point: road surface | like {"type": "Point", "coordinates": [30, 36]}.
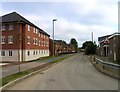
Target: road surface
{"type": "Point", "coordinates": [15, 68]}
{"type": "Point", "coordinates": [74, 73]}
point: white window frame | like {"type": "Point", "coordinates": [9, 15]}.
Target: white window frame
{"type": "Point", "coordinates": [33, 40]}
{"type": "Point", "coordinates": [39, 34]}
{"type": "Point", "coordinates": [10, 53]}
{"type": "Point", "coordinates": [28, 39]}
{"type": "Point", "coordinates": [28, 27]}
{"type": "Point", "coordinates": [39, 42]}
{"type": "Point", "coordinates": [34, 30]}
{"type": "Point", "coordinates": [3, 28]}
{"type": "Point", "coordinates": [2, 39]}
{"type": "Point", "coordinates": [10, 39]}
{"type": "Point", "coordinates": [36, 41]}
{"type": "Point", "coordinates": [2, 54]}
{"type": "Point", "coordinates": [10, 26]}
{"type": "Point", "coordinates": [28, 53]}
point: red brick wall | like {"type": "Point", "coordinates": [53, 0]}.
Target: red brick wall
{"type": "Point", "coordinates": [16, 30]}
{"type": "Point", "coordinates": [20, 33]}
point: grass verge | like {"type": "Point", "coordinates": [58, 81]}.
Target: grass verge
{"type": "Point", "coordinates": [15, 76]}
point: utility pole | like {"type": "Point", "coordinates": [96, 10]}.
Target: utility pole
{"type": "Point", "coordinates": [53, 35]}
{"type": "Point", "coordinates": [92, 36]}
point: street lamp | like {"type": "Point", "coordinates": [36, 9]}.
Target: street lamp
{"type": "Point", "coordinates": [53, 35]}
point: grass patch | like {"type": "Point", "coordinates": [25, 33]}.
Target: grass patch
{"type": "Point", "coordinates": [12, 77]}
{"type": "Point", "coordinates": [61, 59]}
{"type": "Point", "coordinates": [47, 57]}
{"type": "Point", "coordinates": [15, 76]}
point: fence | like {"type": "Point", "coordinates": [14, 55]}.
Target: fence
{"type": "Point", "coordinates": [107, 67]}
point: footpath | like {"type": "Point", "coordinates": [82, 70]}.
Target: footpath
{"type": "Point", "coordinates": [12, 68]}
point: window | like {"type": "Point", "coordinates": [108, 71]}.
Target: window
{"type": "Point", "coordinates": [3, 27]}
{"type": "Point", "coordinates": [10, 39]}
{"type": "Point", "coordinates": [36, 41]}
{"type": "Point", "coordinates": [39, 42]}
{"type": "Point", "coordinates": [2, 53]}
{"type": "Point", "coordinates": [36, 52]}
{"type": "Point", "coordinates": [28, 39]}
{"type": "Point", "coordinates": [28, 27]}
{"type": "Point", "coordinates": [10, 53]}
{"type": "Point", "coordinates": [34, 30]}
{"type": "Point", "coordinates": [2, 39]}
{"type": "Point", "coordinates": [28, 53]}
{"type": "Point", "coordinates": [44, 43]}
{"type": "Point", "coordinates": [33, 40]}
{"type": "Point", "coordinates": [33, 52]}
{"type": "Point", "coordinates": [11, 27]}
{"type": "Point", "coordinates": [44, 36]}
{"type": "Point", "coordinates": [39, 34]}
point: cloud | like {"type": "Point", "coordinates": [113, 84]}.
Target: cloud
{"type": "Point", "coordinates": [74, 20]}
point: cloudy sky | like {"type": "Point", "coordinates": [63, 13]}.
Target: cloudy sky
{"type": "Point", "coordinates": [74, 19]}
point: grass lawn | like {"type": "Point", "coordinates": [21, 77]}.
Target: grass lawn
{"type": "Point", "coordinates": [15, 76]}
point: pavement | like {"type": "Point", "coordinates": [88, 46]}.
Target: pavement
{"type": "Point", "coordinates": [12, 68]}
{"type": "Point", "coordinates": [74, 73]}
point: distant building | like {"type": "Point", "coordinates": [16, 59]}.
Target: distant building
{"type": "Point", "coordinates": [60, 47]}
{"type": "Point", "coordinates": [21, 40]}
{"type": "Point", "coordinates": [113, 46]}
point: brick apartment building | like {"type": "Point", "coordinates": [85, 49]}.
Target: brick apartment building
{"type": "Point", "coordinates": [113, 47]}
{"type": "Point", "coordinates": [21, 40]}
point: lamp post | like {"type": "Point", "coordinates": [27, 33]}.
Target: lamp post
{"type": "Point", "coordinates": [53, 35]}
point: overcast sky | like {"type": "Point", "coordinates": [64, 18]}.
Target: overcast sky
{"type": "Point", "coordinates": [74, 19]}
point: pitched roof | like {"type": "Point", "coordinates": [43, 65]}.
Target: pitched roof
{"type": "Point", "coordinates": [15, 17]}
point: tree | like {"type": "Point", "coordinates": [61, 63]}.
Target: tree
{"type": "Point", "coordinates": [74, 43]}
{"type": "Point", "coordinates": [90, 47]}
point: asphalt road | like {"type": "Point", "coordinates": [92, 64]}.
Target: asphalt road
{"type": "Point", "coordinates": [5, 71]}
{"type": "Point", "coordinates": [74, 73]}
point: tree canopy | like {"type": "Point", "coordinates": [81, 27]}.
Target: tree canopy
{"type": "Point", "coordinates": [90, 47]}
{"type": "Point", "coordinates": [74, 43]}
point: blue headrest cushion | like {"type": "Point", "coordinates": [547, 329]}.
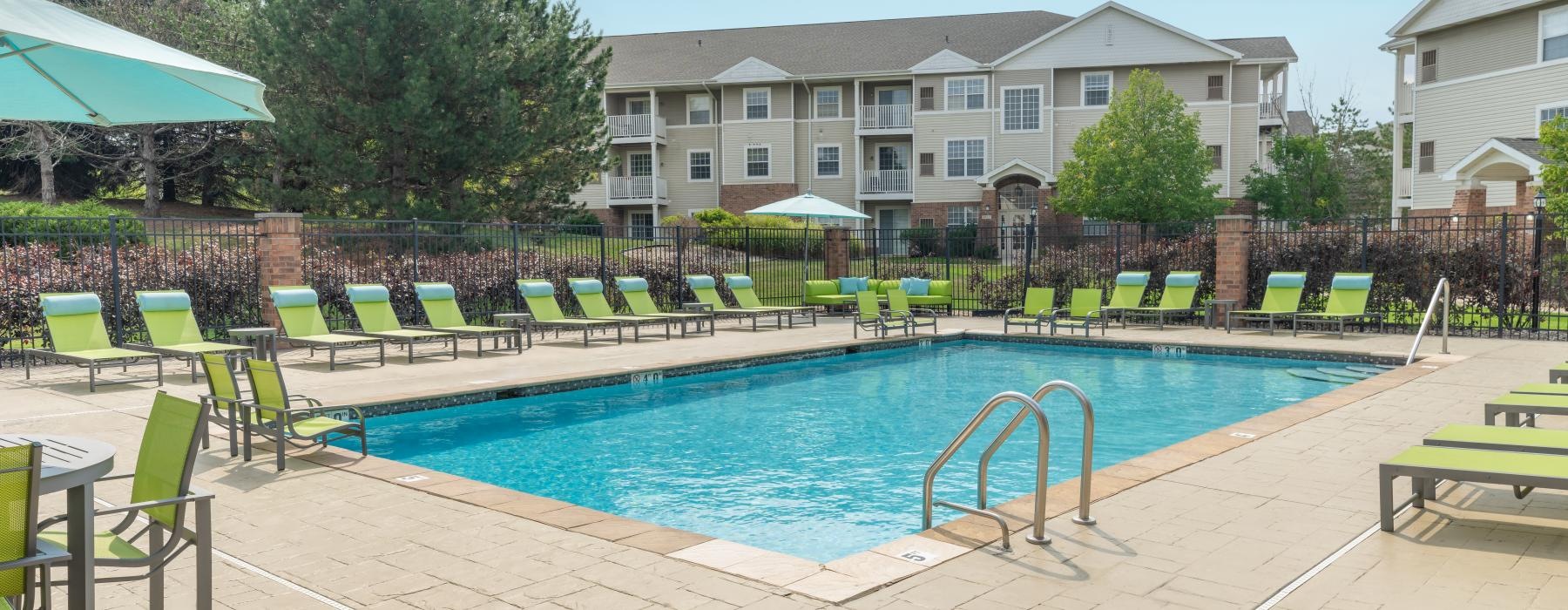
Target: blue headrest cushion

___

### Task
Your output must consist only of the lines from the line with "Target: overcast sky" through the final line of the data, both included, reproduced exactly and free of pictures.

### Answer section
Target: overcast sky
{"type": "Point", "coordinates": [74, 19]}
point: pitched roof | like {"type": "Point", "coordinates": [43, 65]}.
Target: pitched roof
{"type": "Point", "coordinates": [15, 17]}
point: tree | like {"type": "Point", "coordinates": [61, 63]}.
Target: tree
{"type": "Point", "coordinates": [74, 43]}
{"type": "Point", "coordinates": [90, 47]}
point: asphalt road | like {"type": "Point", "coordinates": [92, 64]}.
Target: asphalt road
{"type": "Point", "coordinates": [5, 71]}
{"type": "Point", "coordinates": [74, 73]}
point: tree canopy | like {"type": "Point", "coordinates": [81, 27]}.
Target: tree canopy
{"type": "Point", "coordinates": [90, 47]}
{"type": "Point", "coordinates": [74, 43]}
point: blue headrest cushion | like {"type": "Point", "coordinates": [547, 329]}.
Target: blue headrest cushion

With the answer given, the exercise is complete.